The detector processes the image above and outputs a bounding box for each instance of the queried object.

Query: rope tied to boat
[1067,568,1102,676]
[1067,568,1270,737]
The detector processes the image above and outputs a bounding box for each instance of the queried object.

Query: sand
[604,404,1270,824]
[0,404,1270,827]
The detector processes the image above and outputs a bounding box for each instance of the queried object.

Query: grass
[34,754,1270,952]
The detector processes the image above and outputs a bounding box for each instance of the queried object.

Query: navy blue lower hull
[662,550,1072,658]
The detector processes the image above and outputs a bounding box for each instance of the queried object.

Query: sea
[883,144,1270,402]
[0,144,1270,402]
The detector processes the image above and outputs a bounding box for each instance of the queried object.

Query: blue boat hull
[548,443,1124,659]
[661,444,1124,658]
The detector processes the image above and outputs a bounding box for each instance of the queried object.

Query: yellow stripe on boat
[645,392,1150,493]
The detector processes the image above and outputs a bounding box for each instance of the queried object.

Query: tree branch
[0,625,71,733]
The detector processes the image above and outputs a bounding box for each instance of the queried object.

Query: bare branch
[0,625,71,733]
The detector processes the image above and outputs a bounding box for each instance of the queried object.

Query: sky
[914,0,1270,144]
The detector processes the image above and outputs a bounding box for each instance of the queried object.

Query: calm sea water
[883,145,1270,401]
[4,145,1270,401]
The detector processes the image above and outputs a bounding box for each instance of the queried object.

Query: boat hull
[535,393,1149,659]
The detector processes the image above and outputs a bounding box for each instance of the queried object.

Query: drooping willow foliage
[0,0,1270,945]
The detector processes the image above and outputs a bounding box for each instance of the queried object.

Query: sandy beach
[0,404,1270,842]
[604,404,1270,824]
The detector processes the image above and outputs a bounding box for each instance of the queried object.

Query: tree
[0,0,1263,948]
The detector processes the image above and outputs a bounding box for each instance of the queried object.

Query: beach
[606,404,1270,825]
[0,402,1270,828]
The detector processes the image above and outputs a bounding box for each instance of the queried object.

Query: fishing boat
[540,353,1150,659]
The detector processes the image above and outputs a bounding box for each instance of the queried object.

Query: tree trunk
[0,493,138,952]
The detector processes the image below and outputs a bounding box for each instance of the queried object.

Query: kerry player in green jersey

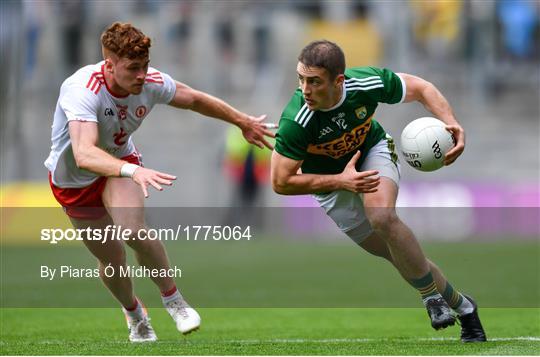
[272,40,486,342]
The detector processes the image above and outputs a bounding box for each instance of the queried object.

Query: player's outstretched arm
[69,121,176,197]
[399,73,465,165]
[271,151,380,195]
[169,82,275,149]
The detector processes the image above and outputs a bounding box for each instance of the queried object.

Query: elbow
[272,176,288,195]
[73,150,90,170]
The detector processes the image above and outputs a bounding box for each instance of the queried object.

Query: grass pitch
[0,308,540,355]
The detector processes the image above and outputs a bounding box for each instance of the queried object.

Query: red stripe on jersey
[144,78,163,84]
[86,72,105,94]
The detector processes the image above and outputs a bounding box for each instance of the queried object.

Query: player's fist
[338,151,380,193]
[131,167,176,198]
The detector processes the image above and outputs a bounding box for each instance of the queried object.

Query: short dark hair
[298,40,345,79]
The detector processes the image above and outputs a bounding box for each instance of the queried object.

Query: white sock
[454,295,474,316]
[122,299,146,321]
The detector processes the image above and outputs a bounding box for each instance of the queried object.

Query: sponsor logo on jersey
[354,106,367,120]
[116,104,127,120]
[113,127,127,146]
[135,105,146,119]
[319,126,334,139]
[307,117,371,159]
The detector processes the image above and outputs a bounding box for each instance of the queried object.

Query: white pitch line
[33,336,540,345]
[223,336,540,343]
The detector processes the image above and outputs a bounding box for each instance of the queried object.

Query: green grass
[0,308,540,355]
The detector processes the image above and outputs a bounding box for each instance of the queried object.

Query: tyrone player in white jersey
[45,22,274,342]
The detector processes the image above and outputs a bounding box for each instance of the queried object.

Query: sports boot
[426,298,456,330]
[458,295,487,342]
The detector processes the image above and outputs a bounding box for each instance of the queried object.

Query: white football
[401,117,454,171]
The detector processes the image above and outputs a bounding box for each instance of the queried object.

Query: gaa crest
[354,106,367,120]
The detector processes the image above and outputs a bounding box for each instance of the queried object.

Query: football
[401,117,454,172]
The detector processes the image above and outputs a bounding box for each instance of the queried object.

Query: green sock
[409,272,442,302]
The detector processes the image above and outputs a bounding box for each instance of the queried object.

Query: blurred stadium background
[0,0,540,236]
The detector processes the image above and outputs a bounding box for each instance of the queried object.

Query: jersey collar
[319,81,347,112]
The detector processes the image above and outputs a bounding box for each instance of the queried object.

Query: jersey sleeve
[146,68,176,104]
[346,67,406,104]
[275,118,308,160]
[59,86,99,122]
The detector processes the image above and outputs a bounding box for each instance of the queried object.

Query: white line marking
[32,336,540,345]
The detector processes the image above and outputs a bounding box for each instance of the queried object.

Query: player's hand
[340,151,380,193]
[443,125,465,165]
[131,166,176,198]
[240,115,276,150]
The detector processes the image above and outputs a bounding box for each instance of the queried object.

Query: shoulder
[61,62,105,97]
[144,67,175,87]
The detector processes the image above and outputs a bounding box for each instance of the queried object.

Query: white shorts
[313,134,401,244]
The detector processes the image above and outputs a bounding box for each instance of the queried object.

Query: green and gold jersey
[275,67,405,174]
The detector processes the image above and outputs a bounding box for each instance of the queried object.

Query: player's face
[296,62,343,110]
[109,58,150,94]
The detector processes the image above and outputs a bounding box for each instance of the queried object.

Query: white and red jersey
[45,62,176,188]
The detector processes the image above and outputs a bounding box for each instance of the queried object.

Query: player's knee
[368,208,399,232]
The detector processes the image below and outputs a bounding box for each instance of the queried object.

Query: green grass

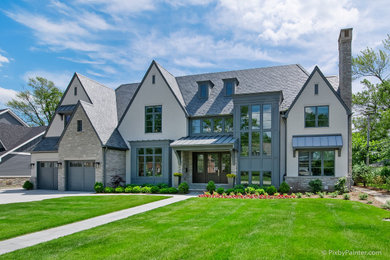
[0,195,167,240]
[0,198,390,259]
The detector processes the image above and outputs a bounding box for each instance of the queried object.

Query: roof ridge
[175,64,307,78]
[75,72,115,91]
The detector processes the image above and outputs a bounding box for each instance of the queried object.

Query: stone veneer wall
[285,176,340,191]
[58,106,104,190]
[105,149,126,186]
[0,177,29,189]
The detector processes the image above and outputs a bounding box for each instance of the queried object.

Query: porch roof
[292,134,343,150]
[171,135,237,150]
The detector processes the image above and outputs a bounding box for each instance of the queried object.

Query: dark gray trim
[44,72,92,137]
[285,66,352,117]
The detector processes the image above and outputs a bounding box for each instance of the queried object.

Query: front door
[193,152,231,183]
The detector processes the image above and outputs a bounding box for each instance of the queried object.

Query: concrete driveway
[0,189,95,204]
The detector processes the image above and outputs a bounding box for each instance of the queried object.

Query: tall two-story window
[145,106,162,133]
[305,106,329,127]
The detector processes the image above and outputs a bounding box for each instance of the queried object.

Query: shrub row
[94,182,189,194]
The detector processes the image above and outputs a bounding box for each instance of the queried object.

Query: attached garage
[38,162,58,190]
[67,161,95,191]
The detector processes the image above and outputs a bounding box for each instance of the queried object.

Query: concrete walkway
[0,194,196,255]
[353,186,390,204]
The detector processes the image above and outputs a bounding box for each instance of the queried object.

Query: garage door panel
[67,161,95,191]
[38,162,58,190]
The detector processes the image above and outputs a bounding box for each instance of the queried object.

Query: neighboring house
[31,29,352,190]
[0,109,46,187]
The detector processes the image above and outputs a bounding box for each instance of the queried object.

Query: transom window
[191,117,233,134]
[305,106,329,127]
[240,104,272,157]
[137,147,162,177]
[145,106,162,133]
[298,151,335,176]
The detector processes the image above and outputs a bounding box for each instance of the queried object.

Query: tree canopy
[7,77,63,126]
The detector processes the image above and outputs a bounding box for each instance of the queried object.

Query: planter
[173,176,181,187]
[228,177,234,188]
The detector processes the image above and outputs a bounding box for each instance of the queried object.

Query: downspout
[103,146,108,186]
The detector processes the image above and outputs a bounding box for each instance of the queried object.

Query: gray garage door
[38,162,58,190]
[67,161,95,191]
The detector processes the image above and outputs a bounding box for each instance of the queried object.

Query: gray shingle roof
[115,83,139,121]
[176,64,309,116]
[33,136,60,152]
[0,123,46,156]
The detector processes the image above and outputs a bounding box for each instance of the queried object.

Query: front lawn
[0,198,390,259]
[0,195,168,240]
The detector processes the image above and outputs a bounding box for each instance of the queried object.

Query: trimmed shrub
[141,186,152,193]
[157,183,169,189]
[168,187,178,194]
[93,182,104,193]
[352,162,373,187]
[359,193,368,200]
[115,186,125,193]
[266,185,277,195]
[309,179,322,193]
[206,181,215,193]
[334,177,348,194]
[150,186,160,193]
[104,187,115,193]
[245,187,256,194]
[279,181,290,193]
[131,186,142,193]
[256,189,265,195]
[23,181,34,190]
[178,182,190,194]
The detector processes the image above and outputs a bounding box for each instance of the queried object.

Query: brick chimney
[339,28,352,109]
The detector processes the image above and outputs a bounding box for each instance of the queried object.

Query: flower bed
[198,192,296,199]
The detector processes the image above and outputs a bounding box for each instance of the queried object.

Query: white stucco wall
[45,77,89,137]
[287,72,348,177]
[118,65,188,183]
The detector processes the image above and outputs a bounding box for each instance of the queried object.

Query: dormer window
[197,80,214,99]
[223,78,238,97]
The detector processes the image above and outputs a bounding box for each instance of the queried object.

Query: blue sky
[0,0,390,107]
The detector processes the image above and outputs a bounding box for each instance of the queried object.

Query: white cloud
[23,70,73,90]
[0,54,9,67]
[0,87,18,107]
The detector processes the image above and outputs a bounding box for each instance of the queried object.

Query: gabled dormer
[196,80,214,100]
[223,78,239,97]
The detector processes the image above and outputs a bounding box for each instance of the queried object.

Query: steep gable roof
[176,64,309,116]
[285,66,351,117]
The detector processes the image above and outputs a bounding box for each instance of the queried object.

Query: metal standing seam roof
[171,135,237,147]
[292,135,343,149]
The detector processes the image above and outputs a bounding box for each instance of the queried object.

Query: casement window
[137,147,162,177]
[77,120,83,132]
[145,106,162,133]
[298,150,335,176]
[305,106,329,127]
[191,117,233,135]
[240,104,272,157]
[240,171,272,187]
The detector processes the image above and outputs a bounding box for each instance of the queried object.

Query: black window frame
[303,105,330,128]
[144,105,162,134]
[77,120,83,132]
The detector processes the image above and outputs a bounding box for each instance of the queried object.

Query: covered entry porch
[171,135,237,189]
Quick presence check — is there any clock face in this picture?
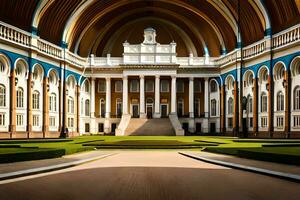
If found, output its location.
[147,35,152,42]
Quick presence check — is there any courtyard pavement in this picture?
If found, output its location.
[0,150,300,200]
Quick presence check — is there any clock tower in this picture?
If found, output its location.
[143,27,156,44]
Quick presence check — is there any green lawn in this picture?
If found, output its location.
[0,136,300,164]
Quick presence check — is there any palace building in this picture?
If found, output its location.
[0,0,300,138]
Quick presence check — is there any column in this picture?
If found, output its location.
[122,76,128,115]
[171,76,176,114]
[43,77,49,138]
[140,75,146,118]
[9,70,17,137]
[153,75,160,118]
[90,78,96,134]
[189,77,195,133]
[203,78,209,133]
[104,77,111,133]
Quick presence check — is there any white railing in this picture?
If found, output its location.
[0,22,31,46]
[272,24,300,49]
[37,39,63,58]
[243,39,267,59]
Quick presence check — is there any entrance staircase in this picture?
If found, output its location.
[125,118,175,136]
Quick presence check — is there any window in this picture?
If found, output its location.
[227,97,233,115]
[176,81,184,93]
[247,96,253,113]
[227,117,233,128]
[294,86,300,110]
[277,91,284,111]
[260,117,268,128]
[32,115,40,126]
[17,114,24,126]
[68,97,74,114]
[116,99,122,117]
[276,116,283,128]
[32,91,40,110]
[100,99,105,117]
[160,80,169,92]
[115,81,123,92]
[194,80,201,93]
[210,99,217,116]
[261,92,268,112]
[146,80,154,92]
[177,99,184,117]
[0,113,5,126]
[130,80,139,92]
[98,80,106,93]
[85,99,90,116]
[49,93,57,112]
[68,117,74,128]
[194,99,200,117]
[49,116,56,127]
[17,87,24,108]
[210,80,218,92]
[0,85,6,107]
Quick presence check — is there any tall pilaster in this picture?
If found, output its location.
[153,75,160,118]
[140,75,146,118]
[123,76,128,115]
[171,76,176,114]
[90,78,96,134]
[189,77,195,133]
[203,78,209,133]
[104,77,111,133]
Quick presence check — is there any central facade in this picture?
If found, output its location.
[80,28,220,135]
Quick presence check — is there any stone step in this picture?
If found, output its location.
[125,118,175,136]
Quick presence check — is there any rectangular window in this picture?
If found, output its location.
[0,113,5,126]
[49,117,55,127]
[32,115,40,126]
[276,116,283,128]
[17,114,24,126]
[98,80,106,93]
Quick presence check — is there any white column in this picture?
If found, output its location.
[171,76,176,114]
[153,75,160,118]
[189,77,194,118]
[90,78,96,134]
[189,77,195,133]
[203,78,209,133]
[122,76,128,115]
[105,78,111,118]
[104,77,111,133]
[140,75,146,118]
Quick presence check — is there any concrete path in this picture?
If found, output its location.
[0,151,300,200]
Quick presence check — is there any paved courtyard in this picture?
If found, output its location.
[0,150,300,200]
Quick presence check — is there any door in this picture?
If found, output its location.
[147,105,153,119]
[160,104,168,118]
[132,104,139,118]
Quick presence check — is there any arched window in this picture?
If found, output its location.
[32,91,40,110]
[116,98,122,117]
[210,99,217,116]
[100,99,105,117]
[0,85,6,107]
[261,92,268,112]
[68,97,74,114]
[49,93,57,112]
[227,97,233,115]
[294,86,300,110]
[85,99,90,116]
[247,95,253,113]
[177,99,184,117]
[277,91,284,111]
[210,80,218,92]
[17,87,24,108]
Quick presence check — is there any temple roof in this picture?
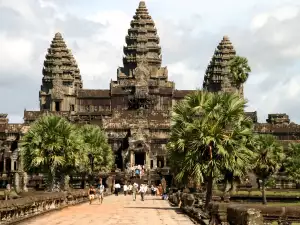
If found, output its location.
[123,1,161,69]
[203,36,236,90]
[43,33,82,86]
[78,89,110,98]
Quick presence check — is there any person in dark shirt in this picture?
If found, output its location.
[88,185,96,204]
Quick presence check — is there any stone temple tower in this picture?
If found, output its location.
[39,33,82,111]
[123,1,162,77]
[203,36,243,94]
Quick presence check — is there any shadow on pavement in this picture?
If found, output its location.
[124,206,184,214]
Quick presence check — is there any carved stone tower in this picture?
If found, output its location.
[123,1,161,76]
[203,36,242,95]
[39,33,82,111]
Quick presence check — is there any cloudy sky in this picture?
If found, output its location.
[0,0,300,123]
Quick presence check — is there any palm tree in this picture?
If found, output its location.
[283,143,300,187]
[21,115,83,190]
[168,91,253,209]
[253,134,284,204]
[228,56,251,89]
[76,125,114,186]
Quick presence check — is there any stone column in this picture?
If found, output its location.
[14,172,20,193]
[3,158,6,173]
[153,156,157,169]
[22,172,28,192]
[130,150,134,166]
[145,152,150,170]
[10,159,15,171]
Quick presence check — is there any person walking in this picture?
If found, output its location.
[88,185,96,205]
[98,182,105,204]
[123,184,128,196]
[115,183,121,196]
[128,184,132,195]
[132,183,138,201]
[139,184,147,201]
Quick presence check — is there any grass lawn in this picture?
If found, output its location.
[214,190,300,197]
[0,190,18,199]
[245,202,300,206]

-- Stated task --
Copy the lines from the one containing "Quick presence check — is there any grass" through the end of the listing, both ends included. Switch "grass lawn" to "green lawn" and leave everything else unchanged.

-- Correct result --
Quick presence check — is there any green lawn in this picture?
If found, output its location.
[214,190,300,197]
[0,190,18,199]
[245,202,300,206]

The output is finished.